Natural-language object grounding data
"""
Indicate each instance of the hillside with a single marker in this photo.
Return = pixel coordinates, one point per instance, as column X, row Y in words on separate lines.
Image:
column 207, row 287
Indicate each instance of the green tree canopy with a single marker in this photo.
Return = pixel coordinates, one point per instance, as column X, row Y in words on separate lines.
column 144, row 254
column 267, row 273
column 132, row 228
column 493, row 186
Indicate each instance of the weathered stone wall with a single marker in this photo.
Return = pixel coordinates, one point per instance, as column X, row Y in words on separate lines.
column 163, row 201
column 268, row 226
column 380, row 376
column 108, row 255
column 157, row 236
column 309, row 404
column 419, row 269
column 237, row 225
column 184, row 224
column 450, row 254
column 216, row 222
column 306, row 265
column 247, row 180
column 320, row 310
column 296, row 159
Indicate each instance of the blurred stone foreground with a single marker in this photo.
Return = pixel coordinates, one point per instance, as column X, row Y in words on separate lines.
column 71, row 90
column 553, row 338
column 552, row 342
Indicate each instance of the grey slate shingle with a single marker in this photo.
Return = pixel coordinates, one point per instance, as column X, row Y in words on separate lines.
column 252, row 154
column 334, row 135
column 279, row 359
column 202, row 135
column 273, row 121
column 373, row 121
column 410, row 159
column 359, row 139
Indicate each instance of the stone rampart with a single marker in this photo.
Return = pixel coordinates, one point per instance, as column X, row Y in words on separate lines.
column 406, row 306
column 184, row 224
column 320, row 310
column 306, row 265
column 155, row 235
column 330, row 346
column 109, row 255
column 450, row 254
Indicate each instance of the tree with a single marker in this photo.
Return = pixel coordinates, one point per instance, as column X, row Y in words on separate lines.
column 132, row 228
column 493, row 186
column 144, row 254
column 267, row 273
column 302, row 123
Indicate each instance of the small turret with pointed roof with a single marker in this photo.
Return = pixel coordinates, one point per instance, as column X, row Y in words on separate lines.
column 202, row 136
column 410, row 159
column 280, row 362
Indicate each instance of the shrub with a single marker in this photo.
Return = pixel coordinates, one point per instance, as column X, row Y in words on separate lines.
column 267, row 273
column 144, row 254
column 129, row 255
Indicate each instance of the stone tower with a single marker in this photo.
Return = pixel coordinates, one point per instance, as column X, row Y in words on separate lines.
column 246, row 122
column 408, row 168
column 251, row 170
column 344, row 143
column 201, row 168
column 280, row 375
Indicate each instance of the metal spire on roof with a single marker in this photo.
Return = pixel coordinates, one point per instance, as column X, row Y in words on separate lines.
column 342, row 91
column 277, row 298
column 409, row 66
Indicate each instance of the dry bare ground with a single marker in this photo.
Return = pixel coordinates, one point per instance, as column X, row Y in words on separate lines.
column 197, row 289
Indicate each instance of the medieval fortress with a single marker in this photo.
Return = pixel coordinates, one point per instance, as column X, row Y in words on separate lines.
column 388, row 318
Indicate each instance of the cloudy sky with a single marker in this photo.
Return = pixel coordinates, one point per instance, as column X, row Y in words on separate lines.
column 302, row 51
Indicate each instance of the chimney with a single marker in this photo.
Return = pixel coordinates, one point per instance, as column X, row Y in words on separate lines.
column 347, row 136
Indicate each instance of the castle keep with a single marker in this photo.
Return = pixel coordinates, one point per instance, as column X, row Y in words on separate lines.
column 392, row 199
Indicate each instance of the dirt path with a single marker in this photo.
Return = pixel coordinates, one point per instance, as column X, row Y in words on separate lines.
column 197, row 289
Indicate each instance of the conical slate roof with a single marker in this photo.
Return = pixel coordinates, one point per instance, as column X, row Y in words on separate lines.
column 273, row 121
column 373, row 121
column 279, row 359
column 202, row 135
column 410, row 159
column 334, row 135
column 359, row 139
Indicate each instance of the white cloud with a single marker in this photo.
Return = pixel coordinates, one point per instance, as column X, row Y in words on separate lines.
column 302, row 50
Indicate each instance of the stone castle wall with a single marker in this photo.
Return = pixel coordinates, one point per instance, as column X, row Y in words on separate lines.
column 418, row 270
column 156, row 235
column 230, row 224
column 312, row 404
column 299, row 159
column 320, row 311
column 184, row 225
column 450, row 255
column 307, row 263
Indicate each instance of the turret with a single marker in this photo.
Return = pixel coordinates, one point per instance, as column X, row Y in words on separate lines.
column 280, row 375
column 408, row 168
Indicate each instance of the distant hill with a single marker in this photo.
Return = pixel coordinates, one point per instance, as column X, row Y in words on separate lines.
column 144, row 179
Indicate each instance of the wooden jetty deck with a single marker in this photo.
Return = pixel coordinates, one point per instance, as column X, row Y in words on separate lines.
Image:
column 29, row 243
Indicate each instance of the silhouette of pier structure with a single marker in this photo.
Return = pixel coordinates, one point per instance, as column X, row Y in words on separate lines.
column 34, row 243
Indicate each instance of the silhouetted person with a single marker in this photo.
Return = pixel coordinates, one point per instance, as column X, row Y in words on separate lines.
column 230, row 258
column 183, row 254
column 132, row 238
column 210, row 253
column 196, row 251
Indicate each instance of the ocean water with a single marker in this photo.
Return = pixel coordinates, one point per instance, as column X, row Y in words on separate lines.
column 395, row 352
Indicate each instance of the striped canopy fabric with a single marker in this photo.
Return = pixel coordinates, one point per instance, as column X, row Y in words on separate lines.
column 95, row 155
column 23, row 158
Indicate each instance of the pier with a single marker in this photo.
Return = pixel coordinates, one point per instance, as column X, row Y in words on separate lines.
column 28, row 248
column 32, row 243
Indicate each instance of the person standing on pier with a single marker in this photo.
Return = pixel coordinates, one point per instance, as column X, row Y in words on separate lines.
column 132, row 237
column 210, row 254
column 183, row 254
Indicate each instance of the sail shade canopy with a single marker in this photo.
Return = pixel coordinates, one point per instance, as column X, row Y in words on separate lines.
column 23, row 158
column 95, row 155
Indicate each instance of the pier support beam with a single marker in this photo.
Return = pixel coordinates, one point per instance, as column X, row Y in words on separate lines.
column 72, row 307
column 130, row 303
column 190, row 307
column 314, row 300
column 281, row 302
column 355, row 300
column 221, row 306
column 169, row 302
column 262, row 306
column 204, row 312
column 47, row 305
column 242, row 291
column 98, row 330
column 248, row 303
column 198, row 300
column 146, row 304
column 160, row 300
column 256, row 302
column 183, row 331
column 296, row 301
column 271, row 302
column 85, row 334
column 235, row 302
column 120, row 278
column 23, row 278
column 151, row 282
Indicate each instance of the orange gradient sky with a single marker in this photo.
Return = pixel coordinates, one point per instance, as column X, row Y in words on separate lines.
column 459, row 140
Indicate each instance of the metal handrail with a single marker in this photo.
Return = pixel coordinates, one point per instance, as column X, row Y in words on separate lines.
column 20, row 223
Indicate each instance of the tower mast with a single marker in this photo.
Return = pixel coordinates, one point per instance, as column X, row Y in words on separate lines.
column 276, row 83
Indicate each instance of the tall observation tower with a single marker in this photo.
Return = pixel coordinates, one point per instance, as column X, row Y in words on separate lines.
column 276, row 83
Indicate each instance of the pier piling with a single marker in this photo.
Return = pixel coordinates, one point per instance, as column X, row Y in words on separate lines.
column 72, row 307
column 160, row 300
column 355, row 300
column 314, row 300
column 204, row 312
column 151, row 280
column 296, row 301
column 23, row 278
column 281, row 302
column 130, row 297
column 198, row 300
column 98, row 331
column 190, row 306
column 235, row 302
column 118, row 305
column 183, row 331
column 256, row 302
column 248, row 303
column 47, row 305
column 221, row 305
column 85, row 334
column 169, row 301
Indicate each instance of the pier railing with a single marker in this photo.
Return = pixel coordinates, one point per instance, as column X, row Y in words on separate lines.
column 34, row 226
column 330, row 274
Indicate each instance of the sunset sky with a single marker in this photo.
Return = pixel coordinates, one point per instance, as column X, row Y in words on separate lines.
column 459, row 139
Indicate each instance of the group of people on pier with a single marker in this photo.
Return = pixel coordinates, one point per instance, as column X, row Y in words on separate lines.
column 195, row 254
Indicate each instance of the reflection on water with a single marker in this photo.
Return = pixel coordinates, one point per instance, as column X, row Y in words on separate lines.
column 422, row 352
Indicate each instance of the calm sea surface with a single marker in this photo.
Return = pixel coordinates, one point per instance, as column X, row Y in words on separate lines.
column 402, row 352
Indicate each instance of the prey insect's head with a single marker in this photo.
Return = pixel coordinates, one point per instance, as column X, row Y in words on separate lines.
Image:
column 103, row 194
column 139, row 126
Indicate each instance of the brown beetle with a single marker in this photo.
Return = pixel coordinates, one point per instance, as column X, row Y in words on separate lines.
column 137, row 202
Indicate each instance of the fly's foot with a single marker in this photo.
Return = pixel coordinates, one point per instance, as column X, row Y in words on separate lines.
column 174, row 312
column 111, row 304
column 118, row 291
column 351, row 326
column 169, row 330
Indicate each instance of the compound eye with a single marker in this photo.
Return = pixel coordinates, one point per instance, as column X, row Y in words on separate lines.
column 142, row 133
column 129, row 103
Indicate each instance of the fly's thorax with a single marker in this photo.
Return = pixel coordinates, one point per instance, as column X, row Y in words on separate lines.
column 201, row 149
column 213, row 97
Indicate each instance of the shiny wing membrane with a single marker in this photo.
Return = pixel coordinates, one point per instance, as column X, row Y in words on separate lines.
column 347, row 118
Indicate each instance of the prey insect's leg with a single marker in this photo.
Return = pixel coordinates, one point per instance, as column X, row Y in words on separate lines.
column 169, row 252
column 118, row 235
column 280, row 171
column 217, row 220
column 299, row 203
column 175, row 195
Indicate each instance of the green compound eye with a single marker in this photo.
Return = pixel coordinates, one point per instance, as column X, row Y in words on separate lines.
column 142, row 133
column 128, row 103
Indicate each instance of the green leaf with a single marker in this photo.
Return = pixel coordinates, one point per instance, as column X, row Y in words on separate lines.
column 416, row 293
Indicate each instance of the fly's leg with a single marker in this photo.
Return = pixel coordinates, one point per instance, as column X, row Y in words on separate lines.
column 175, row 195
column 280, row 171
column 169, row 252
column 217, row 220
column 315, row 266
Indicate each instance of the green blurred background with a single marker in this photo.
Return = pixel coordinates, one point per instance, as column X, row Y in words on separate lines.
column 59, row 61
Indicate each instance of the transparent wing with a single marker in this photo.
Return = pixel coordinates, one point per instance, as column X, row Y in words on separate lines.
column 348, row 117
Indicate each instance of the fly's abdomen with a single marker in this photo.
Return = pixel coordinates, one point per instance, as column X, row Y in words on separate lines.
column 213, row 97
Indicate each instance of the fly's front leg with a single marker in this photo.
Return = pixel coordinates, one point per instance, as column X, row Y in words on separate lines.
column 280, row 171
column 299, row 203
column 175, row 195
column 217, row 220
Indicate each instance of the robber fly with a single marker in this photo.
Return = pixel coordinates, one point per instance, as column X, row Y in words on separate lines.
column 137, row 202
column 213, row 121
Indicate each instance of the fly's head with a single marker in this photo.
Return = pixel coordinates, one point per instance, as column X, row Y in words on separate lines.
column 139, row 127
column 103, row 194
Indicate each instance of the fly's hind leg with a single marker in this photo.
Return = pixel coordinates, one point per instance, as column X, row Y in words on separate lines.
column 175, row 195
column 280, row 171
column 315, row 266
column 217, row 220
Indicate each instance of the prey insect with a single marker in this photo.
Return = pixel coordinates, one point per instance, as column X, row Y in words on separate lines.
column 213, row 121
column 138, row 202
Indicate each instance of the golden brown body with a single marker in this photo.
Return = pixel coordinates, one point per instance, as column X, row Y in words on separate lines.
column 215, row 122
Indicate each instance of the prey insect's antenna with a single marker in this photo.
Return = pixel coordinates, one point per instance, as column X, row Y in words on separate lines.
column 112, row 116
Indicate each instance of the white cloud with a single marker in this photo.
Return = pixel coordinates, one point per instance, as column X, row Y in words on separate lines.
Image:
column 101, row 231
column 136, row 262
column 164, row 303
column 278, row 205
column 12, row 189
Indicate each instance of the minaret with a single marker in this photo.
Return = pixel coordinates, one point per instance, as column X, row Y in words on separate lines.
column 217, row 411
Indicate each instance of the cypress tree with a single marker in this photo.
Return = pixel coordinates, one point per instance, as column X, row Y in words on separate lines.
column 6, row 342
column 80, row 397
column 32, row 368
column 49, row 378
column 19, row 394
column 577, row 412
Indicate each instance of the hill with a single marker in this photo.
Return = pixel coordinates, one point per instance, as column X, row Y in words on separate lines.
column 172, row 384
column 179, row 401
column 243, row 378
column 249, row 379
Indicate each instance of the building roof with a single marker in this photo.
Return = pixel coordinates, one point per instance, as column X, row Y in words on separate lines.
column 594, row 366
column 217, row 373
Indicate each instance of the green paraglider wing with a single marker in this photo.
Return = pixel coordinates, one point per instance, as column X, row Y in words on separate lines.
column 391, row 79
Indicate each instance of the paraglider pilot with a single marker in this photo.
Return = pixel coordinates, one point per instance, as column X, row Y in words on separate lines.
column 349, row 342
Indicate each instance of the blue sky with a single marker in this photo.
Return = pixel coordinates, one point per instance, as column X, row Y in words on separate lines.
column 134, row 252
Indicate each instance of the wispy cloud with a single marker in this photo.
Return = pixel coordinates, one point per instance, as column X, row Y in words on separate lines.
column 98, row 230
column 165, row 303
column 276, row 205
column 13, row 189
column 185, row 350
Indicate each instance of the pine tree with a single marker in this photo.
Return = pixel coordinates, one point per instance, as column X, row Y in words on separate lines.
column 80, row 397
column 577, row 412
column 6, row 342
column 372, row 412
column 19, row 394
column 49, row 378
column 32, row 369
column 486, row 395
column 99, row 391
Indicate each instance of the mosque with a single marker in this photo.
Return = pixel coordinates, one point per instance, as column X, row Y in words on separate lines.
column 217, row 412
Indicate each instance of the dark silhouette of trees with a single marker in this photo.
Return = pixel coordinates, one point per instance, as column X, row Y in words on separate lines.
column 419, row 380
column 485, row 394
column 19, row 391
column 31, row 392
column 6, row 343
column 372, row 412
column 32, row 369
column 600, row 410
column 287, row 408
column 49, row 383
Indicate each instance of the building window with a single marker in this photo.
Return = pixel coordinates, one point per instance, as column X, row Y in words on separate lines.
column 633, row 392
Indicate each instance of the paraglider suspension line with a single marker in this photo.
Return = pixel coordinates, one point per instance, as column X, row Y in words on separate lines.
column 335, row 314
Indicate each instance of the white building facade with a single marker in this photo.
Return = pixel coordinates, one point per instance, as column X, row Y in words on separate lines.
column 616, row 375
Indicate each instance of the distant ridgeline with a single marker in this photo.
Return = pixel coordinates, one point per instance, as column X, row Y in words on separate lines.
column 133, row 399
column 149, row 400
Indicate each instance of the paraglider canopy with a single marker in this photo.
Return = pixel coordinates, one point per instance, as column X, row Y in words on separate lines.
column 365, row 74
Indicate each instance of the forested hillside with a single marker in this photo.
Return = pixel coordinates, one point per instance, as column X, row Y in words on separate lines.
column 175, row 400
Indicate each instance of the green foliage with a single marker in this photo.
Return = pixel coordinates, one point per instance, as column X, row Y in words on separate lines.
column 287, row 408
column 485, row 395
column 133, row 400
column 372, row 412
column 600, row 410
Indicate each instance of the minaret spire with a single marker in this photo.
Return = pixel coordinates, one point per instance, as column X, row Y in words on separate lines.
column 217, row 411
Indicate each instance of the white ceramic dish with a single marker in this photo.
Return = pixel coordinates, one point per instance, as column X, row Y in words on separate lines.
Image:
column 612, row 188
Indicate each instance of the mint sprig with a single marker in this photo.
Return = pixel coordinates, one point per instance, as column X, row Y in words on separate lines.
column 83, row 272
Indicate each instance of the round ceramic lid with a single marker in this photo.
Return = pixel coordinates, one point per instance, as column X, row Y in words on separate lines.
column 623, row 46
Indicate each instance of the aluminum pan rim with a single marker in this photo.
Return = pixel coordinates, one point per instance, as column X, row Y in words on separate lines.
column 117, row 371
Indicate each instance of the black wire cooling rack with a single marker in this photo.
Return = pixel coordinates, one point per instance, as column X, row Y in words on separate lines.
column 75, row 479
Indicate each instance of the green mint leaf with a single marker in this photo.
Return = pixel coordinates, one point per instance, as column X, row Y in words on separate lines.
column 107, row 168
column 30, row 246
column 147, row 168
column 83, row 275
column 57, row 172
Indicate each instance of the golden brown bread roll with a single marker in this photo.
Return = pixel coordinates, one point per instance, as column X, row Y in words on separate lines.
"""
Above are the records. Identify each line that contains the word "slate".

* _Problem solution_:
Indicate each instance of the grey slate shingle with a single marker in this photo.
Indicate each instance of the conical slate roof with a single marker in this photo.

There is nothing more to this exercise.